▸ **Extract to read**:
^^^^^^^^
I still don't understand why you can't write it like this:

def read_newline_separated_json_tree(tree):
    for root, _, paths in os.walk(tree):
        for path in paths:
            with read_newline_separated_json(join(root, path)) as iterable:
                yield from iterable

Zero extra lines.  Works today.  Does everything you want.

>
> A similar situation arises in the main loop of something like an HTTP 
> server: 
>
>   while True: 
>       request = read_request(sock) 
>       for response_chunk in application_handler(request): 
>           send_response_chunk(sock) 
>

Same thing:

while True:
    request = read_request(sock)
    with application_handler(request) as iterable:
        for response_chunk in iterable:
            send_response_chunk(sock)

I'll stop posting about this, but I don't see the motivation behind this 
proposals except replacing one explicit context management line with a 
hidden "line" of cognitive overhead.  I think the solution is to stop 
returning an iterable when you have state needing a cleanup.  Instead, 
return a context manager and force the caller to open it to get at the 
iterable.

Best,

Neil

>
> Here we'll accumulate arbitrary numbers of un-closed 
> application_handler generators attached to the stack frame, which is 
> no good at all. And this has the interesting failure mode that you'll 
> probably miss it in testing, because most clients will only re-use a 
> connection a small number of times.  

> So what this means is that every time I write a for loop, I can't just 
> do a quick "am I going to break out of the for-loop and then re-use 
> this iterator?" check -- I have to stop and think about whether this 
> for-loop is nested inside some other loop, etc. And, again, if I get 
> it wrong, then it's a subtle bug that will bite me later. It's true 
> that with the status quo, we need to wrap, X% of for-loops with 'with' 
> blocks, and with this proposal that number would drop to, I don't 
> know, (X/5)% or something. But that's not the most important cost: the 
> most important cost is the cognitive overhead of figuring out which 
> for-loops need the special treatment, and in this proposal that 
> checking is actually *more* complicated than the status quo. 
>
> - For those who just want to write a quick script and not think about 
> it: here's a script that does repeated partial for-loops over a 
> generator object: 
>
>     
> https://github.com/python/cpython/blob/553a84c4c9d6476518e2319acda6ba29b8588cb4/Tools/scripts/gprof2html.py#L40-L79 
>
> (and note that the generator object even has an ineffective 'with 
> open(...)' block inside it!) 
>
> With the function-scoped-iterclose, this script would continue to work 
> as it does now. Excellent. 
>
> But, suppose that I decide that that main() function is really 
> complicated and that it would be better to refactor some of those 
> loops out into helper functions. (Probably actually true in this 
> example.) So I do that and... suddenly the code breaks. And in a 
> rather confusing way, because it has to do with this complicated 
> long-distance interaction between two different 'for' loops *and* 
> where they're placed with respect to the original function versus the 
> helper function.
^^^^^^^^
▸ **Extracted material**:
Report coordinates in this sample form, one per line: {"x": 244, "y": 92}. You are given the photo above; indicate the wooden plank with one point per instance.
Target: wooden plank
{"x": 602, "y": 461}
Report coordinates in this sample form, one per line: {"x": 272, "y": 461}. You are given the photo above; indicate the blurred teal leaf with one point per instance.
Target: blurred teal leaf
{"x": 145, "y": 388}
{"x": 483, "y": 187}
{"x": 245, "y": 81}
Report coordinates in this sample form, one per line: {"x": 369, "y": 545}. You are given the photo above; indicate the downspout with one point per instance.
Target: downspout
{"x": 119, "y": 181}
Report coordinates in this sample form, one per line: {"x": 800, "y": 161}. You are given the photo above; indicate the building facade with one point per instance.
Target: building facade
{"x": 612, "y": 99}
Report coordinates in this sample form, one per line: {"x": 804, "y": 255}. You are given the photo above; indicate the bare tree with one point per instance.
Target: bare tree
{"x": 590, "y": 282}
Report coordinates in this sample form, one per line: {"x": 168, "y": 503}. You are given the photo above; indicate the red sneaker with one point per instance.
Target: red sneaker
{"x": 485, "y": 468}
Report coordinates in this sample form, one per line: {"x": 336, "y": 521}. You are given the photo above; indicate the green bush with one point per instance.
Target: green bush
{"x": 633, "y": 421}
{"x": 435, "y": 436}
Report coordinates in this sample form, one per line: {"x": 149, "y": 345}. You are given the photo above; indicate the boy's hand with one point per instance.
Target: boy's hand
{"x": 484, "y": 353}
^^^^^^^^
▸ **Exercise set**:
1. In the post about closing iterators in for-loops, translate this sentence into Spanish: "I think the solution is to stop returning an iterable when you have state needing a cleanup."
2. Write the next part of the post about closing iterators in for-loops, picking up after its final sentence.

▸ **Final results**:
1. Creo que la solución es dejar de devolver un iterable cuando se tiene un estado que necesita limpieza.

2.
>
> If I were an intermediate-level Python student (and I'm pretty sure 
> anyone who is starting to get clever with re-using iterators counts as 
> "intermediate level"), then I'm pretty sure I'd actually prefer the 
> immediate obvious feedback from the for-scoped-iterclose. This would 
> actually be a good time to teach folks about this aspect of resource 
> handling, actually -- it's certainly an important thing to learn 
> eventually on your way to Python mastery, even if it isn't needed for 
> every script. 
>
> In the pypy-dev thread about this proposal, there's some very 
> distressed emails from someone who's been writing Python for a long 
> time but only just realized that generator cleanup relies on the 
> garbage collector: 
>
>     https://mail.python.org/pipermail/pypy-dev/2016-October/014709.html 
>     https://mail.python.org/pipermail/pypy-dev/2016-October/014720.html 
>
> It's unpleasant to have the rug pulled out from under you like this 
> and suddenly realize that you might have to go re-evaluate all the 
> code you've ever written, and making for loops safe-by-default and 
> fail-fast-when-unsafe avoids that. 
>
> Anyway, in summary: function-scoped-iterclose doesn't seem to 
> accomplish my goal of getting rid of the *type* of pain involved when 
> you have to run a background thread in your brain that's doing 
> constant paranoid checking every time you write a for loop. Instead it 
> arguably takes that type of pain and spreads it around both the 
> experts and the novices :-/.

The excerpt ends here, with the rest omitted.